## Point-based annotation data
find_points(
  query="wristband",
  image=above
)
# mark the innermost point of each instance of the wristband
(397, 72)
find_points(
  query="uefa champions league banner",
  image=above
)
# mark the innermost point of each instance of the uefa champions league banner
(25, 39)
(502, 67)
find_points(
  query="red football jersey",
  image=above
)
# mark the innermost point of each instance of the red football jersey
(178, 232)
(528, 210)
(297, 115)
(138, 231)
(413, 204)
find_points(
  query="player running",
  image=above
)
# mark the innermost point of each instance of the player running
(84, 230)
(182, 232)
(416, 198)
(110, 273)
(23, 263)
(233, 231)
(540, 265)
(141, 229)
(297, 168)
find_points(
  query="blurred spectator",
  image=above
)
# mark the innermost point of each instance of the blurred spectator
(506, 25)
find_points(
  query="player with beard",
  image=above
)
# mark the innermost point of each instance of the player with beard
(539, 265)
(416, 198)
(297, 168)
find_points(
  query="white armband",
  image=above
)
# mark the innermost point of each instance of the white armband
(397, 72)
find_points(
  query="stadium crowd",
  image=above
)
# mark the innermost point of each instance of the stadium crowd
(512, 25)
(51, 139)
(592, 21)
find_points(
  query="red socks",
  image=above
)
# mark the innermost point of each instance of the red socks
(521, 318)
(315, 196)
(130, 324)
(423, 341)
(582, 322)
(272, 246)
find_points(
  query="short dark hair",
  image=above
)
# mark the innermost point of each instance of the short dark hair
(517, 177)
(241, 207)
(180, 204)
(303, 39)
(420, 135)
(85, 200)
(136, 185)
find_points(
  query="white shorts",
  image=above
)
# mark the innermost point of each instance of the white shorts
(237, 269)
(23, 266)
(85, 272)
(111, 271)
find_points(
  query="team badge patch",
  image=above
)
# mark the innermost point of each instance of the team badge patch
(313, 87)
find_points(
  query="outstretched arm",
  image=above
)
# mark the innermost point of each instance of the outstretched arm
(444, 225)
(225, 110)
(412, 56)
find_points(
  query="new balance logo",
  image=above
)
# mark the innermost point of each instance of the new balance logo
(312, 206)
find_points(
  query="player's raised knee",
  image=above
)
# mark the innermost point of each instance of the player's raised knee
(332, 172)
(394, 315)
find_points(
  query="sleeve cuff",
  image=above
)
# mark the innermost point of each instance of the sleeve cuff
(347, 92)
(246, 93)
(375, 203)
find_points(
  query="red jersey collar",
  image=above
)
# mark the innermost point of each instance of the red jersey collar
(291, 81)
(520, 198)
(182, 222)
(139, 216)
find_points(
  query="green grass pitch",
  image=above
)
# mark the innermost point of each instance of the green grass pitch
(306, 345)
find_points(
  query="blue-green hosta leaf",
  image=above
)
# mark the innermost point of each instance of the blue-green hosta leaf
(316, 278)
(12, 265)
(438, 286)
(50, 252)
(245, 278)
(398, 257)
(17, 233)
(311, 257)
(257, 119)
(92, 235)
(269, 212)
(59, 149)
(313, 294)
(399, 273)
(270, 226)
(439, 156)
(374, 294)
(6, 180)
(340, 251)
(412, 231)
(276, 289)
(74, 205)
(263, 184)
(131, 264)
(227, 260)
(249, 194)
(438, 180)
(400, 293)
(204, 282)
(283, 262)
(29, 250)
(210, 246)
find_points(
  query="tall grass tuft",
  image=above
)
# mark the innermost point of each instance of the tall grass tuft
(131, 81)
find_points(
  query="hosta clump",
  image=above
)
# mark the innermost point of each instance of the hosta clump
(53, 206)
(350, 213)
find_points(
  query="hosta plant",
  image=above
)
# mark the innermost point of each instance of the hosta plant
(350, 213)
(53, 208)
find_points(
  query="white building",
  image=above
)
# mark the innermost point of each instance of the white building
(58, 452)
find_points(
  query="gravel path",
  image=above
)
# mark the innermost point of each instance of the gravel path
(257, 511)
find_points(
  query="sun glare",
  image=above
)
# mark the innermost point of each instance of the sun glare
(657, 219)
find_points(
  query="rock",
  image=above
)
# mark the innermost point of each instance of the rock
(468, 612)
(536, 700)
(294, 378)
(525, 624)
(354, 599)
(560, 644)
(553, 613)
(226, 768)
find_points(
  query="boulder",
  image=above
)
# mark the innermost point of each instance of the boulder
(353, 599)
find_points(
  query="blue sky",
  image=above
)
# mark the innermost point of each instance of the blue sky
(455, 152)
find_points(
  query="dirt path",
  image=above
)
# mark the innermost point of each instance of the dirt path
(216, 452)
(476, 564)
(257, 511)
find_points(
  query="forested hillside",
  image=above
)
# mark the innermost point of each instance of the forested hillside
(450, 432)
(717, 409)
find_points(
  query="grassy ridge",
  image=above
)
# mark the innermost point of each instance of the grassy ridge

## Short problem
Repeat each record exactly, leaving nothing out.

## Expected answer
find_points(
  query="wristband",
  image=above
)
# mark the innermost point of each instance of the wristband
(397, 72)
find_points(
  query="uefa champions league banner",
  image=above
)
# mark the innermost point of each instance of the uefa champions league banner
(25, 39)
(502, 67)
find_points(
  query="red football jersey",
  image=above
)
# mark the innermost point of each instance of the red football jersey
(178, 232)
(528, 210)
(297, 115)
(138, 231)
(413, 204)
find_points(
  query="player running",
  image=above
)
# mark the innermost point of each instance of the player running
(84, 230)
(182, 232)
(416, 198)
(110, 273)
(23, 263)
(233, 231)
(540, 265)
(141, 229)
(297, 168)
find_points(
  query="blurred spectator",
  image=above
)
# mark the innermost point of each instance of the blurred spectator
(506, 25)
find_points(
  query="player with beard",
  image=above
)
# mark the innermost point of each instance of the player with beard
(539, 265)
(416, 198)
(297, 168)
find_points(
  query="white armband",
  image=above
)
# mark the innermost point of each instance of the white armband
(397, 72)
find_points(
  query="stadium crowd",
  image=above
)
# mark the innermost point of each instance of the stadium crowd
(512, 25)
(51, 139)
(592, 21)
find_points(
  query="red socks",
  image=above
)
# mark the innermost point of each instance of the red socks
(521, 318)
(315, 196)
(130, 324)
(423, 341)
(582, 322)
(272, 246)
find_points(
  query="short dark hair",
  image=above
)
# mark the innermost point of each instance of the short dark hair
(517, 177)
(241, 207)
(180, 204)
(303, 39)
(420, 135)
(85, 200)
(136, 185)
find_points(
  query="white shorts",
  image=above
)
# mark the innermost point of each instance of the white shorts
(237, 269)
(23, 266)
(85, 272)
(111, 271)
find_points(
  query="team badge patch",
  image=above
)
# mark the innermost point of each instance of the team badge patch
(313, 87)
find_points(
  query="outstretched arm",
  image=above
)
# mark the innermost point of each instance of the outstretched arm
(444, 225)
(225, 110)
(412, 56)
find_points(
  query="new balance logo",
  image=above
)
# mark the innermost point of each instance of the new balance logo
(312, 206)
find_points(
  query="player's raised knee",
  image=above
)
# mark the innermost point of each instance of the player's raised knee
(332, 172)
(394, 315)
find_points(
  query="sleeve cuff",
  image=above
)
# mark the innermost point of each instance of the sleeve cuff
(347, 92)
(246, 93)
(375, 203)
find_points(
  query="red jersey collar",
  image=above
)
# mark the innermost point of each instance of the red jersey collar
(291, 81)
(520, 198)
(182, 222)
(139, 216)
find_points(
  query="green grass pitch",
  image=above
)
# mark the innermost point of each instance of the green grass pitch
(306, 345)
find_points(
  query="blue-green hosta leaf",
  image=above
)
# mark the innermost point of each instance of the blue-green hosta leaf
(316, 278)
(12, 265)
(438, 286)
(50, 252)
(245, 278)
(398, 257)
(17, 233)
(311, 257)
(257, 119)
(92, 235)
(269, 212)
(59, 149)
(313, 294)
(399, 273)
(270, 226)
(439, 156)
(374, 294)
(6, 180)
(340, 251)
(412, 231)
(276, 289)
(74, 205)
(263, 184)
(131, 264)
(227, 260)
(249, 194)
(438, 180)
(400, 293)
(204, 282)
(283, 262)
(29, 250)
(210, 246)
find_points(
  query="tall grass tuft",
  image=above
)
# mark the innermost point of each instance of the tall grass tuft
(131, 81)
find_points(
  query="hosta clump",
  image=above
)
# mark the innermost point of each instance of the hosta clump
(53, 206)
(350, 213)
find_points(
  query="hosta plant",
  image=above
)
# mark the innermost point of each instance of the hosta plant
(350, 213)
(53, 208)
find_points(
  query="white building",
  image=above
)
# mark the innermost point of each instance of the white building
(58, 452)
find_points(
  query="gravel path",
  image=above
)
# mark the innermost point of each instance of the gravel path
(257, 511)
find_points(
  query="sun glare",
  image=above
)
# mark the innermost point of each instance of the sun glare
(657, 219)
find_points(
  query="rock",
  image=above
)
# mark the innermost point of each instance of the rock
(468, 612)
(536, 700)
(294, 378)
(525, 624)
(354, 599)
(560, 644)
(553, 613)
(226, 768)
find_points(
  query="boulder",
  image=above
)
# mark the innermost point of each instance of the boulder
(353, 599)
find_points(
  query="blue sky",
  image=above
)
# mark the innermost point of each instance of the blue sky
(455, 152)
find_points(
  query="dirt path",
  image=above
)
# mark the innermost point of each instance of the dirt path
(216, 452)
(476, 564)
(257, 511)
find_points(
  query="forested hillside",
  image=above
)
# mark the innermost point of each instance of the forested hillside
(450, 432)
(717, 409)
find_points(
  query="grassy ridge",
  image=above
)
# mark the innermost point of each instance of the grassy ridge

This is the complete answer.